** Start MATERIALS PROVIDED **

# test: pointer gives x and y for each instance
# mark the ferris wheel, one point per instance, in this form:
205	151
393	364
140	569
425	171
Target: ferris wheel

** End MATERIALS PROVIDED **

> _REQUIRED TASK_
Copy out every item above word for word, keeping each line as it stands.

> _TASK ANSWER_
# test: pointer gives x and y for each instance
# mark the ferris wheel, one point per instance, in this form:
205	151
393	364
140	569
425	171
Target: ferris wheel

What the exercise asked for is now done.